• SELECTED EXCERPT:

━━━

Though I didn’t knock it out of the park when I photographed the Four Corners and the Navajo Nation a couple of weeks ago there was a smattering of photographs that spoke to the vastness and solitude of the big empty.
South of Blanding on my way to Flagstaff at the junction of the roads to Montezuma Creek and Mexican Hat I encountered the abandoned headquarters of Wild Rivers Expeditions tucked into a red mesa. In the process I discovered Bluff Dwellings, a new high-end resort across Highway 191. It was only six months ago that I stayed in Bluff and pronounced it dead in the water despite its red mesas, Comb Ridge, and the San Juan River that flows through it. Somebody with deep pockets has greater vision than I do.
Heading south a few miles north of the Arizona border I spotted a Navajo homestead below a bluff and two mesas. It was a sweet habitation in charmed location, the kind of setting that fills my chest. Then a day later driving back to Taos through Thoreau and Crownpoint, NM I photographed an iconic Diné rancho replete with a Hogan and corrals. It dawned on me I had photographed that very scene at least ten years ago. I didn’t even remember I had driven the road till I saw the picturesque outfit. I drove dozens of mile without a dwelling half an hour at a stretch without another vehicle.
A few miles past the homestead I came upon a scattered community strewn along the hillside outside Torreon. A friend was a nurse practitioner at the Navajo Clinic in Torreon for 15 years after as many years doing the same in Nepal. She told us that the Navajo Nation was as close to a third world country as she could find in America. I wouldn't argue the point.
And, finally, a duel between two icons outside Shiprock.

━━━

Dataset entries
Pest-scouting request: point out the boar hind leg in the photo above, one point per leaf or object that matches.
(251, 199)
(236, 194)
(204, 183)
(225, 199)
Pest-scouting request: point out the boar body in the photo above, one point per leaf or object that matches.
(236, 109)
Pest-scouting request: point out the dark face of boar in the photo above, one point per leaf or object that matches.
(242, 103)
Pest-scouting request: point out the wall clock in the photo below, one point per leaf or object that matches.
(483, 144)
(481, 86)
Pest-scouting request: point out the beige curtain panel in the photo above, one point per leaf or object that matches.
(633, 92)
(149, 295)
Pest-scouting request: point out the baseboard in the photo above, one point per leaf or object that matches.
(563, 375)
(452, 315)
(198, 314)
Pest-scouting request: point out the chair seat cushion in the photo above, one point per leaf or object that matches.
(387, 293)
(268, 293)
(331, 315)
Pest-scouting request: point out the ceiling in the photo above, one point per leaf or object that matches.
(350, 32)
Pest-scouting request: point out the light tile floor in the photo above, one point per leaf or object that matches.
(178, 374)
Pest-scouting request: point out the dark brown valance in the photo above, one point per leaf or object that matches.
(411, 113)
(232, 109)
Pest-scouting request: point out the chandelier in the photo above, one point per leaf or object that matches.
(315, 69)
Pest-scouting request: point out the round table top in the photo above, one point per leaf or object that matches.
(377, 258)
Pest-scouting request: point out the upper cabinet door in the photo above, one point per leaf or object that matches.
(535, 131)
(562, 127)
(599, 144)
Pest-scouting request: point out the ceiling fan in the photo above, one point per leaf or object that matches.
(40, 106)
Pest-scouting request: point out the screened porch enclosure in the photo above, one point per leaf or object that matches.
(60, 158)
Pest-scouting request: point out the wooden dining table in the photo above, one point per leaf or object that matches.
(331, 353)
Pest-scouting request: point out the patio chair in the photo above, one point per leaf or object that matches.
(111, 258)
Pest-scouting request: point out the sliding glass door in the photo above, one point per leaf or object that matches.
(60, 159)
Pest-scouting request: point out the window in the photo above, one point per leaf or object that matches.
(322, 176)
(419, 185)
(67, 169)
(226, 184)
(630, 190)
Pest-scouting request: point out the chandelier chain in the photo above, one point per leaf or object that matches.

━━━

• ACTIVITY 1: How many years did the friend work as a nurse practitioner at the Navajo Clinic in Torreon, according to the Four Corners post?
• ACTIVITY 2: Please reproduce the Four Corners post from "Though I didn’t" to "the big empty.".

• TASK OUTPUT 1: 15 years.

• TASK OUTPUT 2:
Though I didn’t knock it out of the park when I photographed the Four Corners and the Navajo Nation a couple of weeks ago there was a smattering of photographs that spoke to the vastness and solitude of the big empty.